START TASK INPUT

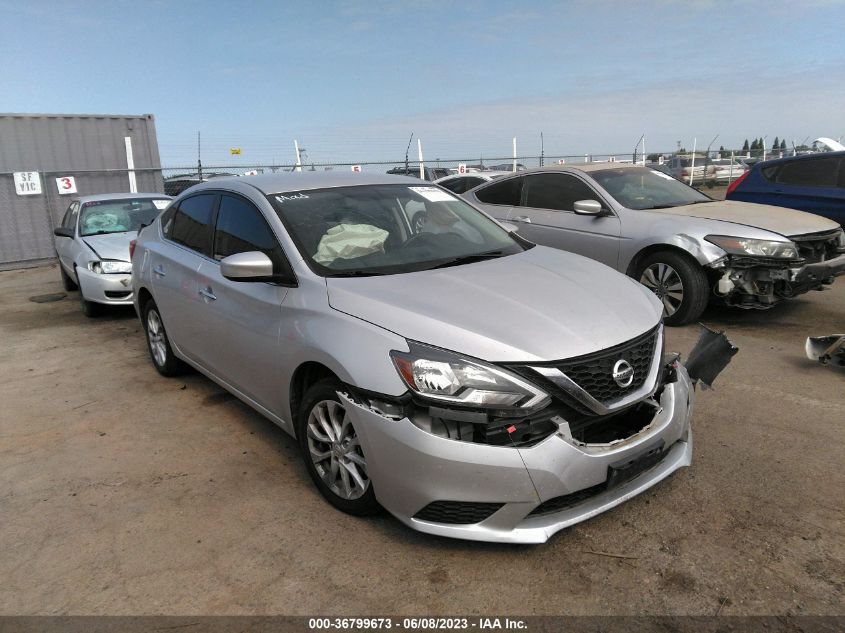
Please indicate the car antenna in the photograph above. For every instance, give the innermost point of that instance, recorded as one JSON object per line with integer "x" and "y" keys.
{"x": 636, "y": 145}
{"x": 408, "y": 149}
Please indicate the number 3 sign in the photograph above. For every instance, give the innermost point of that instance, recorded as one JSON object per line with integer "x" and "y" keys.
{"x": 66, "y": 184}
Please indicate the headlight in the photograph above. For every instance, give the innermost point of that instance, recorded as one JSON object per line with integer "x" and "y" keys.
{"x": 110, "y": 266}
{"x": 440, "y": 375}
{"x": 749, "y": 246}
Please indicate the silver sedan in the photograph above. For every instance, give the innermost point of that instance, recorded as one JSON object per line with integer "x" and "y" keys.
{"x": 684, "y": 246}
{"x": 92, "y": 245}
{"x": 466, "y": 380}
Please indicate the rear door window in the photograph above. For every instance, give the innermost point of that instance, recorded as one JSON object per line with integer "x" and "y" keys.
{"x": 556, "y": 191}
{"x": 504, "y": 192}
{"x": 241, "y": 228}
{"x": 190, "y": 223}
{"x": 816, "y": 172}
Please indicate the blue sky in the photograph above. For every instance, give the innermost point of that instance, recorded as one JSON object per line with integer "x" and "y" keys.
{"x": 352, "y": 80}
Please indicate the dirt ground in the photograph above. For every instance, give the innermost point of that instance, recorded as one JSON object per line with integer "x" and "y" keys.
{"x": 122, "y": 492}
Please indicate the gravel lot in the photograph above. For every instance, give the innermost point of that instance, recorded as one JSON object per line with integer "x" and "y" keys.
{"x": 122, "y": 492}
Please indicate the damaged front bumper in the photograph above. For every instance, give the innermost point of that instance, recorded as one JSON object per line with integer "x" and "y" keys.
{"x": 752, "y": 282}
{"x": 106, "y": 288}
{"x": 518, "y": 494}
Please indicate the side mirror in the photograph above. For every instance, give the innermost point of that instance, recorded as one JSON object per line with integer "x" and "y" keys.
{"x": 587, "y": 207}
{"x": 250, "y": 266}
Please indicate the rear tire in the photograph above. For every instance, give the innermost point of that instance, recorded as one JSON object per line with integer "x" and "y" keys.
{"x": 158, "y": 343}
{"x": 332, "y": 452}
{"x": 678, "y": 282}
{"x": 67, "y": 283}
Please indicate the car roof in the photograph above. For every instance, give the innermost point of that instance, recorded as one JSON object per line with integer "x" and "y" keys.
{"x": 100, "y": 197}
{"x": 813, "y": 156}
{"x": 585, "y": 167}
{"x": 489, "y": 174}
{"x": 308, "y": 180}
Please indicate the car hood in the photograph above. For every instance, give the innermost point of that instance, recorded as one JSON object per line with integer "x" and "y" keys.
{"x": 776, "y": 219}
{"x": 539, "y": 305}
{"x": 111, "y": 246}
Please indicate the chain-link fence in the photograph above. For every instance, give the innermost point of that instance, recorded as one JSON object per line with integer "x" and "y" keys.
{"x": 27, "y": 221}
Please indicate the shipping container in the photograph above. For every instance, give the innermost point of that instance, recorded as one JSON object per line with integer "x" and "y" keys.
{"x": 89, "y": 153}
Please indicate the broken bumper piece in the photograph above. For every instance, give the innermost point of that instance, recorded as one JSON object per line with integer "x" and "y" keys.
{"x": 517, "y": 495}
{"x": 709, "y": 357}
{"x": 826, "y": 349}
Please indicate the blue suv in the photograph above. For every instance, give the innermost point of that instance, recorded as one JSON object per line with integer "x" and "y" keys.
{"x": 813, "y": 182}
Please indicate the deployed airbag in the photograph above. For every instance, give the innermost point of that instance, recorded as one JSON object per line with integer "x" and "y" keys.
{"x": 347, "y": 241}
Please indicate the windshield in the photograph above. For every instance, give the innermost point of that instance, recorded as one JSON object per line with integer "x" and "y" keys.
{"x": 118, "y": 216}
{"x": 644, "y": 188}
{"x": 385, "y": 229}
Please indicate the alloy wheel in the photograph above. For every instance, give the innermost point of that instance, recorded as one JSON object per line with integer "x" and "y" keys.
{"x": 335, "y": 450}
{"x": 664, "y": 281}
{"x": 155, "y": 333}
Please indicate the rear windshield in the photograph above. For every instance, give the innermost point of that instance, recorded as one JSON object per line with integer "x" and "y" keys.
{"x": 119, "y": 216}
{"x": 644, "y": 188}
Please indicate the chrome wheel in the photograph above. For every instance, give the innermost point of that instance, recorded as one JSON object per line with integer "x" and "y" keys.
{"x": 335, "y": 450}
{"x": 156, "y": 336}
{"x": 664, "y": 281}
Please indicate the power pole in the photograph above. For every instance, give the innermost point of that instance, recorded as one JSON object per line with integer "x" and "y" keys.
{"x": 542, "y": 149}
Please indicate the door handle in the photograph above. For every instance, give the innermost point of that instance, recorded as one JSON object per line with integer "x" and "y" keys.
{"x": 207, "y": 294}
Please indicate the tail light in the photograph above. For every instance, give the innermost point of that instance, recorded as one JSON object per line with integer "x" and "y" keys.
{"x": 732, "y": 187}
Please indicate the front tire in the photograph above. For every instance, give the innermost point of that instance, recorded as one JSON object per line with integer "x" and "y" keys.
{"x": 679, "y": 283}
{"x": 158, "y": 343}
{"x": 332, "y": 452}
{"x": 89, "y": 308}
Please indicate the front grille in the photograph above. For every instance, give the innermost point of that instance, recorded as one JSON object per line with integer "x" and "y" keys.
{"x": 594, "y": 372}
{"x": 457, "y": 512}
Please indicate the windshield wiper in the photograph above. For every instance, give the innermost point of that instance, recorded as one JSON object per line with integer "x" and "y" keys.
{"x": 468, "y": 259}
{"x": 355, "y": 273}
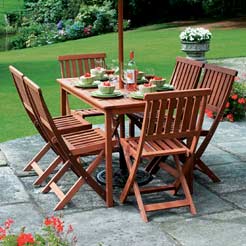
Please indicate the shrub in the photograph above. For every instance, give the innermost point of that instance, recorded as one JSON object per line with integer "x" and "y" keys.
{"x": 53, "y": 233}
{"x": 236, "y": 104}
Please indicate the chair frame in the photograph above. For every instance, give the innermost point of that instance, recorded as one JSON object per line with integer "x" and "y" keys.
{"x": 65, "y": 124}
{"x": 168, "y": 117}
{"x": 70, "y": 146}
{"x": 185, "y": 76}
{"x": 220, "y": 80}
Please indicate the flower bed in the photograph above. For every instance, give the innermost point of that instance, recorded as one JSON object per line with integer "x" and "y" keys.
{"x": 53, "y": 234}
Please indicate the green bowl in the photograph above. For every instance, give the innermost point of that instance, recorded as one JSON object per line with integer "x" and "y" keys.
{"x": 106, "y": 89}
{"x": 143, "y": 89}
{"x": 158, "y": 83}
{"x": 87, "y": 80}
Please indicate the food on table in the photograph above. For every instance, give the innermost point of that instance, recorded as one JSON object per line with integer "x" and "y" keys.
{"x": 99, "y": 72}
{"x": 87, "y": 78}
{"x": 106, "y": 87}
{"x": 158, "y": 81}
{"x": 147, "y": 87}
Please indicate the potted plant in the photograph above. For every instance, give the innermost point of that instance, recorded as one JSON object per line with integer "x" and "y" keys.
{"x": 195, "y": 42}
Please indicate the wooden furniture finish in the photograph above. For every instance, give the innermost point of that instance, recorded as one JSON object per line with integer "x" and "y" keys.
{"x": 70, "y": 146}
{"x": 64, "y": 124}
{"x": 78, "y": 65}
{"x": 220, "y": 81}
{"x": 185, "y": 76}
{"x": 168, "y": 117}
{"x": 110, "y": 108}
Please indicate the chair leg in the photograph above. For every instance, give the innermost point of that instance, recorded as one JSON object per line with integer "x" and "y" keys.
{"x": 131, "y": 128}
{"x": 37, "y": 157}
{"x": 185, "y": 186}
{"x": 140, "y": 202}
{"x": 48, "y": 171}
{"x": 206, "y": 170}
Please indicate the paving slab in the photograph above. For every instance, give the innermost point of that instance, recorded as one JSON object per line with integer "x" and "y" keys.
{"x": 20, "y": 151}
{"x": 116, "y": 226}
{"x": 232, "y": 175}
{"x": 3, "y": 159}
{"x": 237, "y": 198}
{"x": 23, "y": 214}
{"x": 12, "y": 190}
{"x": 227, "y": 228}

END TASK INPUT

* **STATED TASK**: Go back to the data above and please quote exactly, and only, the lines from the line with "Please indicate the flower" through its last line.

* **OUTPUT FOR THIS TASK**:
Please indicate the flower bed in the photograph above. For every instance, give the innermost point of that instance, recorded as one JSON object per line with integer "x" and "y" keys.
{"x": 53, "y": 234}
Please indicate the green bowl in the photograph above. For every instance, give the innermost point of that instance, recorded as one JSON object per line with integer "x" and "y" keys.
{"x": 106, "y": 89}
{"x": 143, "y": 89}
{"x": 158, "y": 83}
{"x": 87, "y": 80}
Please indicate the food on table in the photograph above. For every instance, give the innermost point of that instance, recorded as one JSON object per line with integer "x" and "y" keys.
{"x": 99, "y": 72}
{"x": 87, "y": 78}
{"x": 106, "y": 87}
{"x": 158, "y": 81}
{"x": 147, "y": 87}
Please indicate the potted plant in the photograph above. For every instance, give the innermost point of that instance, recorded as one JSON object per line with integer "x" and "y" keys.
{"x": 195, "y": 42}
Please indicate the wooden furniture finish in the photograph above. For every instance, give the innermost point of that instance, recorded as one JSON object per line with integer "x" and "y" keys.
{"x": 70, "y": 146}
{"x": 64, "y": 124}
{"x": 78, "y": 65}
{"x": 220, "y": 81}
{"x": 185, "y": 76}
{"x": 168, "y": 117}
{"x": 110, "y": 108}
Please indicate the chair leg in the photograph above. For every instance, give the innermost point of that instance, recorded as one JSON object per line with integer "x" and "y" keys.
{"x": 131, "y": 128}
{"x": 37, "y": 157}
{"x": 185, "y": 186}
{"x": 140, "y": 202}
{"x": 48, "y": 171}
{"x": 206, "y": 170}
Please indicate the paving slab in the photograph above. For every instance, give the innermost point of that instance, recorded as one JSON object per line with integer "x" and "y" keys.
{"x": 20, "y": 151}
{"x": 116, "y": 226}
{"x": 232, "y": 175}
{"x": 3, "y": 159}
{"x": 237, "y": 198}
{"x": 23, "y": 214}
{"x": 12, "y": 190}
{"x": 227, "y": 228}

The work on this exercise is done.